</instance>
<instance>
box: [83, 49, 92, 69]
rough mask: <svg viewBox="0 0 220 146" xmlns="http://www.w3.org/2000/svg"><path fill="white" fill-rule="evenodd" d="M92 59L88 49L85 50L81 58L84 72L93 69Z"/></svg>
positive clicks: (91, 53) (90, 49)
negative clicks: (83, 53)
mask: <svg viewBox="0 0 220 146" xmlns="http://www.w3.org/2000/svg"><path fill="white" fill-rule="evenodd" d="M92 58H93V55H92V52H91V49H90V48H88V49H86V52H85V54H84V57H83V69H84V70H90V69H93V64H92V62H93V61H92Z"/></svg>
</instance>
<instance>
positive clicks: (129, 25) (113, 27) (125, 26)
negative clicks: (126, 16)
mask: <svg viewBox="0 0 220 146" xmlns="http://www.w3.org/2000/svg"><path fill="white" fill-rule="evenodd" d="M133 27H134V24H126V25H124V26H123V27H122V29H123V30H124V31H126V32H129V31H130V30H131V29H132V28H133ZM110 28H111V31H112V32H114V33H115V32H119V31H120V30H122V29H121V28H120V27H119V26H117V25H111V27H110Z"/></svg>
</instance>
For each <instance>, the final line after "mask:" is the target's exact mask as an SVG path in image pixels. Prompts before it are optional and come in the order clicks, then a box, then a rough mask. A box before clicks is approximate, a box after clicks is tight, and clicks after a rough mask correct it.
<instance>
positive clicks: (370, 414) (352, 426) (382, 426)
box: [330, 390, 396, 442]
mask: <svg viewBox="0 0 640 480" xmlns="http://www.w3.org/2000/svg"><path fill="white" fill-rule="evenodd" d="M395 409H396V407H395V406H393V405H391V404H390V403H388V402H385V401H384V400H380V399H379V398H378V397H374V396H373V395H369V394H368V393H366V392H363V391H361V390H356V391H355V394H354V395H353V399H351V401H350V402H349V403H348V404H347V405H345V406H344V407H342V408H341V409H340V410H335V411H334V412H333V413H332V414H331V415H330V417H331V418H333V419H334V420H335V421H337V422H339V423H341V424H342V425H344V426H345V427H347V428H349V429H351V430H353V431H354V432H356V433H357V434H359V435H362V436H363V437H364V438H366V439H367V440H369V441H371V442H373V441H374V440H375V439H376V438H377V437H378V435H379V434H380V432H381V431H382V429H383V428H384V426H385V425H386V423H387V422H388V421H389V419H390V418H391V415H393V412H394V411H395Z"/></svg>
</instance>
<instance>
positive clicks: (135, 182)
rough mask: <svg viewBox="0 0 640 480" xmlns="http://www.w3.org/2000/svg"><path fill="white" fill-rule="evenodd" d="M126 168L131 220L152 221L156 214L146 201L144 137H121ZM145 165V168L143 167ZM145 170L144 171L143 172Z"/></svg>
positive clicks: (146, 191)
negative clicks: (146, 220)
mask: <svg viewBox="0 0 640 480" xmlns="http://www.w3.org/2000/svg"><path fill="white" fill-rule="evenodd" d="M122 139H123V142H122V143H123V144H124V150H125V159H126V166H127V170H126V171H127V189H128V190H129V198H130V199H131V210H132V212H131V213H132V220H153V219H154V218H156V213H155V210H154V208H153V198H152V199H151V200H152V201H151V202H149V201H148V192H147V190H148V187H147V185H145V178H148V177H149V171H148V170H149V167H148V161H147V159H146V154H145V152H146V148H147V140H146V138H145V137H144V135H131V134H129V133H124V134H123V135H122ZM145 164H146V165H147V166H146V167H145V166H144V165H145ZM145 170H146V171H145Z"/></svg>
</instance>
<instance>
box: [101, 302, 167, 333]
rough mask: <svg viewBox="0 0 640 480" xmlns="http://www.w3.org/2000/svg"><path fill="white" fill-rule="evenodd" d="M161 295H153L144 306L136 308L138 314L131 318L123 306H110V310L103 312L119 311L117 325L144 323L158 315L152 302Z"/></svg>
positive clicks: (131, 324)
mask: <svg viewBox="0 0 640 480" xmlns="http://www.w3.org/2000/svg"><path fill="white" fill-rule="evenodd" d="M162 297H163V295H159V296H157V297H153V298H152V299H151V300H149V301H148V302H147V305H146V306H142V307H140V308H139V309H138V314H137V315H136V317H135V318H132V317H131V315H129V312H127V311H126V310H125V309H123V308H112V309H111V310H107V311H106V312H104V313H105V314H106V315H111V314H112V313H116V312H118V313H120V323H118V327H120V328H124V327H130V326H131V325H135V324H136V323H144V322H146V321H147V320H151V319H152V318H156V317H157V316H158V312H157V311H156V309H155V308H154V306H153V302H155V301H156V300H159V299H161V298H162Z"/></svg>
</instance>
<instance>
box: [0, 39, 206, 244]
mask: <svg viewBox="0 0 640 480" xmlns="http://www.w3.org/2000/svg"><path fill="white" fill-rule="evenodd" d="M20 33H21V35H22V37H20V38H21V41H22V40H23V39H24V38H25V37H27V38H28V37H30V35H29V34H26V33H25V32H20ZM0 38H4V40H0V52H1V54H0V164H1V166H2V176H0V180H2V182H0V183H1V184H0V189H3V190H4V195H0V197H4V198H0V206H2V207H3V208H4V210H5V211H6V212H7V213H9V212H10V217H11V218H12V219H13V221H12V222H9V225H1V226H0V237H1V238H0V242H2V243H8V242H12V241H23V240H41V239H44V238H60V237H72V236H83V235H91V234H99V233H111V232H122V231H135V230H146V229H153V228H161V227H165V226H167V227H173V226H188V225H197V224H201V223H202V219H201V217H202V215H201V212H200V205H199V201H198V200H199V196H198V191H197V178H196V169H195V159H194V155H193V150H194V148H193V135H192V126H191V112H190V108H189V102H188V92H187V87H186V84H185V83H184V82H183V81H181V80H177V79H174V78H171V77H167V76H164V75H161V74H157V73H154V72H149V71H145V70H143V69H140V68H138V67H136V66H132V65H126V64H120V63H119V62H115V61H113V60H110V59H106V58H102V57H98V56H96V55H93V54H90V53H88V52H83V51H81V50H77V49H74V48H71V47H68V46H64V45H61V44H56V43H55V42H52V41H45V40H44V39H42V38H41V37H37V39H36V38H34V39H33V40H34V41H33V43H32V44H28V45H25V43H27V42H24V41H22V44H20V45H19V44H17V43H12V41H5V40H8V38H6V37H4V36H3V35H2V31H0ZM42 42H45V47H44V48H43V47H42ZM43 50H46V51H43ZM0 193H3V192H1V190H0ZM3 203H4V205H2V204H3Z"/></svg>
+--
Each line of the material is to be copied exactly.

</instance>
<instance>
box: [83, 49, 92, 69]
rough mask: <svg viewBox="0 0 220 146" xmlns="http://www.w3.org/2000/svg"><path fill="white" fill-rule="evenodd" d="M92 59L88 49L85 50L81 58L84 72L93 69Z"/></svg>
positive clicks: (91, 53) (90, 49)
negative clicks: (83, 53)
mask: <svg viewBox="0 0 220 146" xmlns="http://www.w3.org/2000/svg"><path fill="white" fill-rule="evenodd" d="M92 58H93V55H92V52H91V49H90V48H88V49H86V52H85V54H84V57H83V69H84V70H90V69H93V64H92V62H93V61H92Z"/></svg>
</instance>
<instance>
positive clicks: (129, 25) (113, 27) (125, 26)
negative clicks: (126, 16)
mask: <svg viewBox="0 0 220 146" xmlns="http://www.w3.org/2000/svg"><path fill="white" fill-rule="evenodd" d="M133 27H134V24H126V25H124V26H123V27H122V29H123V30H124V31H126V32H129V31H130V30H131V29H132V28H133ZM110 28H111V31H112V32H114V33H115V32H119V31H120V30H122V29H121V28H120V27H119V26H117V25H111V27H110Z"/></svg>
</instance>
For each <instance>, the final line after "mask:" is the target's exact mask as an SVG path in image pixels. Prompts before it are optional and come in the order clicks, then a box, then a rough mask. A box before clicks is approximate, a box after clicks is tight, and clicks after a rough mask correct it.
<instance>
positive clicks: (370, 414) (352, 426) (382, 426)
box: [330, 390, 396, 442]
mask: <svg viewBox="0 0 640 480" xmlns="http://www.w3.org/2000/svg"><path fill="white" fill-rule="evenodd" d="M395 409H396V407H395V406H393V405H391V404H390V403H388V402H385V401H384V400H380V399H379V398H378V397H374V396H373V395H369V394H368V393H366V392H363V391H361V390H356V391H355V394H354V395H353V399H351V401H350V402H349V403H348V404H347V405H345V406H344V407H342V408H341V409H340V410H335V411H334V412H333V413H332V414H331V415H330V417H331V418H333V419H334V420H335V421H337V422H339V423H341V424H342V425H344V426H345V427H347V428H349V429H351V430H353V431H354V432H356V433H357V434H359V435H362V436H363V437H364V438H366V439H367V440H369V441H371V442H373V441H374V440H375V439H376V438H377V437H378V435H379V434H380V432H381V431H382V429H383V428H384V426H385V425H386V423H387V422H388V421H389V419H390V418H391V415H393V412H394V411H395Z"/></svg>
</instance>
<instance>
positive clicks: (135, 182)
rough mask: <svg viewBox="0 0 640 480" xmlns="http://www.w3.org/2000/svg"><path fill="white" fill-rule="evenodd" d="M126 168L131 220L152 221L156 214L146 201L144 137H121ZM145 165V168L143 167ZM145 170L144 171L143 172Z"/></svg>
positive clicks: (146, 191)
negative clicks: (146, 220)
mask: <svg viewBox="0 0 640 480" xmlns="http://www.w3.org/2000/svg"><path fill="white" fill-rule="evenodd" d="M122 139H123V142H122V143H123V144H124V150H125V159H126V166H127V170H126V171H127V189H128V190H129V198H130V199H131V210H132V212H131V213H132V220H153V219H154V218H156V213H155V210H154V208H153V198H152V199H151V200H152V201H151V202H149V201H148V192H147V190H148V187H147V185H145V178H148V177H149V171H148V170H149V167H148V161H147V159H146V154H145V152H146V148H147V140H146V138H145V137H144V135H131V134H129V133H124V134H123V135H122ZM145 164H146V165H147V166H146V167H145V166H144V165H145ZM145 170H146V171H145Z"/></svg>
</instance>
<instance>
box: [101, 302, 167, 333]
rough mask: <svg viewBox="0 0 640 480" xmlns="http://www.w3.org/2000/svg"><path fill="white" fill-rule="evenodd" d="M161 295H153L144 306L136 308L138 314L131 318L123 306H110V310L103 312L119 311L117 325L144 323L158 315L152 302Z"/></svg>
positive clicks: (131, 324)
mask: <svg viewBox="0 0 640 480" xmlns="http://www.w3.org/2000/svg"><path fill="white" fill-rule="evenodd" d="M162 297H163V295H159V296H157V297H153V298H152V299H151V300H149V301H148V302H147V305H146V306H142V307H140V308H139V309H138V314H137V315H136V317H135V318H132V317H131V315H129V312H127V311H126V310H125V309H123V308H112V309H111V310H107V311H106V312H104V313H105V314H106V315H111V314H112V313H116V312H118V313H120V323H118V327H120V328H124V327H130V326H131V325H135V324H136V323H144V322H146V321H147V320H151V319H152V318H156V317H157V316H158V312H157V311H156V309H155V308H154V306H153V302H155V301H156V300H159V299H161V298H162Z"/></svg>
</instance>
<instance>
box: [0, 39, 206, 244]
mask: <svg viewBox="0 0 640 480" xmlns="http://www.w3.org/2000/svg"><path fill="white" fill-rule="evenodd" d="M20 33H21V35H22V37H20V38H21V41H22V40H23V39H24V38H25V37H27V38H28V37H30V35H29V34H26V33H25V32H20ZM0 38H4V40H0V52H1V54H0V164H1V166H2V176H0V180H2V182H0V183H1V184H0V189H3V190H4V195H0V197H4V198H0V206H2V207H3V208H4V210H5V211H6V212H7V213H9V212H10V217H11V218H12V219H13V221H12V222H9V225H1V226H0V237H1V238H0V242H2V243H8V242H12V241H23V240H41V239H44V238H60V237H72V236H83V235H91V234H99V233H111V232H122V231H135V230H146V229H153V228H161V227H165V226H167V227H173V226H188V225H197V224H201V223H202V219H201V217H202V215H201V212H200V205H199V201H198V200H199V196H198V191H197V178H196V169H195V159H194V155H193V150H194V148H193V135H192V126H191V112H190V108H189V102H188V92H187V87H186V84H185V83H184V82H183V81H181V80H177V79H174V78H171V77H167V76H164V75H161V74H157V73H154V72H149V71H145V70H143V69H140V68H138V67H136V66H132V65H126V64H120V63H119V62H115V61H113V60H110V59H106V58H102V57H98V56H96V55H93V54H90V53H88V52H83V51H81V50H77V49H74V48H71V47H68V46H64V45H61V44H56V43H55V42H52V41H45V40H44V39H42V38H41V37H37V39H36V38H34V39H33V40H34V41H33V43H32V44H28V45H25V43H27V42H24V41H22V44H20V45H19V44H17V43H12V41H5V40H8V38H6V37H4V36H3V35H2V31H0ZM42 42H45V47H44V48H43V47H42ZM43 50H46V51H43ZM0 193H3V192H1V190H0ZM3 203H4V205H2V204H3Z"/></svg>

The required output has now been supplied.